Conjunto de tarefas:
(a) Devolva, sem mudar nada, o trecho do texto sobre o SNS que abre com as palavras que contêm "Faça-se a justiça" e fecha com "o tente negar.".
(b) Continue o texto sobre o SNS logo a seguir à última frase apresentada.

Texto fornecido:
□ □ □ □
A talho de foice será oportuno realçar e estranhar a ausência de posição dos colegas pediatras que, há cerca de um mês, saíram a público verberando contra a inaptidão (em seu entender) dos Cuidados de Saúde Primários para cuidarem da crianças e jovens de Portugal. Substitui-se a assistência diferenciada em situações de urgência por profissionais supostamente impreparados e remetem-se estes salvacionistas das crianças ao silêncio? Adiante.

Faça-se a justiça de acreditar que a situação de pré-rotura a que chegou o SNS preocupa seriamente o ministério da saúde. Todavia, a postura de denegação permanente, aliada ao típico otimismo deste executivo, leva-nos a concluir o contrário: que pouco investe na busca de soluções, arregimentando todo capital imaginativo para manter uma máquina de propaganda cada vez menos convincente. Por exemplo: mantém o dedo na tecla do “incremento do número de profissionais no SNS” na vã esperança de silenciar que esse acréscimo fica bem aquém das necessidades e, mais grave, das potencialidades formativas. É impossível esconder o êxodo de profissionais, nomeadamente médicos, para fora do SNS, por muito que a Sra. Ministra o tente negar.

Duas soluções têm sido propostas para fazer face a este preocupante estado de coisas: aumentar o investimento e a incorporação compulsiva dos jovens médicos no SNS. Comecemos por esta. Há alguma razoabilidade no fundamento: a Nação despende avultadas somas na formação de médicos cujos competências darão no estrangeiro. No entanto, em termos práticos, será viável reter à força profissionais num SNS que não lhes é atrativo? Permitam-me um exemplo extremo. Para um jovem médico (já para não falar de enfermeiros ou outros profissionais) que seja colocado em Lisboa, ou no litoral do Algarve, o ordenado mal dá para pagar um alojamento decente. Impor a aceitação duma vaga nestas condições seria absurdo. Com exceção do exemplo anterior, só quem ande muito distraído, ou esteja de má fé, poderá argumentar que o salário é o principal motivo que leva os médicos a rejeitar a opção SNS. Em vez da persistente denegação, a que se entregam diversas vozes responsáveis da tutela, talvez fosse melhor começar por tentar esmiuçar o porquê desta rejeição. Bastará dar-se a tutela ao trabalho de tomar conhecimento dos testemunhos dos que imigraram para entendê-lo.
□ □ □ □
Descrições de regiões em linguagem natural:
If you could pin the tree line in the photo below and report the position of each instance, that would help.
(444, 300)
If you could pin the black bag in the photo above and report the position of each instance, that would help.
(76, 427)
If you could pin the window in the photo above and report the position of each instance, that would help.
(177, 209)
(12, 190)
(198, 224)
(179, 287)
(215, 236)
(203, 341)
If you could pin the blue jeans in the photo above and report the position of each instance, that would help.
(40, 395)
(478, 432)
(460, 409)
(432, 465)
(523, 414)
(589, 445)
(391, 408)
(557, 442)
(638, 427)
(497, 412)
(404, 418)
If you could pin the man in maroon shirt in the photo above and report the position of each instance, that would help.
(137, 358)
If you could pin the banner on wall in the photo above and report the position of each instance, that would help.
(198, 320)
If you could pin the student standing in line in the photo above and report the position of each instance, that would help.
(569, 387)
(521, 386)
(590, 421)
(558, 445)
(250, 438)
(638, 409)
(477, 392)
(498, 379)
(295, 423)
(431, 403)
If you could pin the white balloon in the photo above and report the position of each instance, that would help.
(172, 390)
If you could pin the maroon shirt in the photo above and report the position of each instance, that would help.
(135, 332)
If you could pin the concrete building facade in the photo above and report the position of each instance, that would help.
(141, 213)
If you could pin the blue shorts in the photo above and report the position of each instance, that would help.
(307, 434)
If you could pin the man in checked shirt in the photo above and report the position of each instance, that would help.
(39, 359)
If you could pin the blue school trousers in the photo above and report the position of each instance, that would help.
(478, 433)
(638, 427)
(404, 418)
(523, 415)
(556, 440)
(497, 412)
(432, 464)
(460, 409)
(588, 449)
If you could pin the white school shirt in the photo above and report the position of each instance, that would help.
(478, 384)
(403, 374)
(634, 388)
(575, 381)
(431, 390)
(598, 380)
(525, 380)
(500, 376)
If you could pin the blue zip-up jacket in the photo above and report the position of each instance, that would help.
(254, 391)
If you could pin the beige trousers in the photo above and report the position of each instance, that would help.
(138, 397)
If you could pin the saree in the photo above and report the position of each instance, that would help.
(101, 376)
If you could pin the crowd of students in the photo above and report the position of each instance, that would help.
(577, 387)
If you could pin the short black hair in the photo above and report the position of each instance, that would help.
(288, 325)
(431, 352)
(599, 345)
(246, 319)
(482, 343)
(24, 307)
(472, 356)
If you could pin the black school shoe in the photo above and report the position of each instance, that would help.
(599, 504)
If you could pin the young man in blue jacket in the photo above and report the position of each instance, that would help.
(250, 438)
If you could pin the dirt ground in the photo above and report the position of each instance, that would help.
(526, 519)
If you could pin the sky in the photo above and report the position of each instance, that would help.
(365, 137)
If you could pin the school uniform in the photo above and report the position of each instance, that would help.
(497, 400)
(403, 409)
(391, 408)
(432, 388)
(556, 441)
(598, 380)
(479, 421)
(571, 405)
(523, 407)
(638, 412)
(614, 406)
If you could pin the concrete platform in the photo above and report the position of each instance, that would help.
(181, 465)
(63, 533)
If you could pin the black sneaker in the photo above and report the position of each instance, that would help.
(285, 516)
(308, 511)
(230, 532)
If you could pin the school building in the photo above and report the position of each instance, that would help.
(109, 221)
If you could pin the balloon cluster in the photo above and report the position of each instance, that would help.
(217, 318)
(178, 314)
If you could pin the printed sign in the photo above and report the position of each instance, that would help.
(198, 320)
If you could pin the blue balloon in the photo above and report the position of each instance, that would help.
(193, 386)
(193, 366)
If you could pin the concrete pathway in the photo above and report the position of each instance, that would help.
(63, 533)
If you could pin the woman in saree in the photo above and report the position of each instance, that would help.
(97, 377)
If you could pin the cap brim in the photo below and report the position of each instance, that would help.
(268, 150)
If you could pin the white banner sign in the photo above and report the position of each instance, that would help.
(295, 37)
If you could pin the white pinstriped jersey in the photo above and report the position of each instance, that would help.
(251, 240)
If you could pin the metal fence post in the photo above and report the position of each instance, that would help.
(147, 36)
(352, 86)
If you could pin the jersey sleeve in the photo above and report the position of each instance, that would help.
□ □ □ □
Respostas por item:
(a)
Faça-se a justiça de acreditar que a situação de pré-rotura a que chegou o SNS preocupa seriamente o ministério da saúde. Todavia, a postura de denegação permanente, aliada ao típico otimismo deste executivo, leva-nos a concluir o contrário: que pouco investe na busca de soluções, arregimentando todo capital imaginativo para manter uma máquina de propaganda cada vez menos convincente. Por exemplo: mantém o dedo na tecla do “incremento do número de profissionais no SNS” na vã esperança de silenciar que esse acréscimo fica bem aquém das necessidades e, mais grave, das potencialidades formativas. É impossível esconder o êxodo de profissionais, nomeadamente médicos, para fora do SNS, por muito que a Sra. Ministra o tente negar.

(b)
A irracionalidade e o excesso de carga laboral esmagam os profissionais. A tutela ignora a primeira e incrementa a segunda.

A irracionalidade de muitas práticas conduz a uma perda de produtividade arrepiante e que, para além de ser óbvia consumidora de recursos, desmotiva os profissionais. Por outro lado, o alto nível de desperdício do SNS fragiliza o argumento dos que defendem o reforço orçamental tout court. Investir num sistema insustentável é apenas adiar a sua morte e contribuir para falência de toda a Nação. E neste particular temos outros atores que se recusam a ver a realidade: todos os que acreditam que os problemas se resolvem regando-os com dinheiro, mantendo intocadas as aberrações funcionais do SNS. Urgem, portanto, mudanças que tornem menos hostil o SNS para profissionais e menos renitente a abertura dos cordões à bolsa por parte de decisores financeiros.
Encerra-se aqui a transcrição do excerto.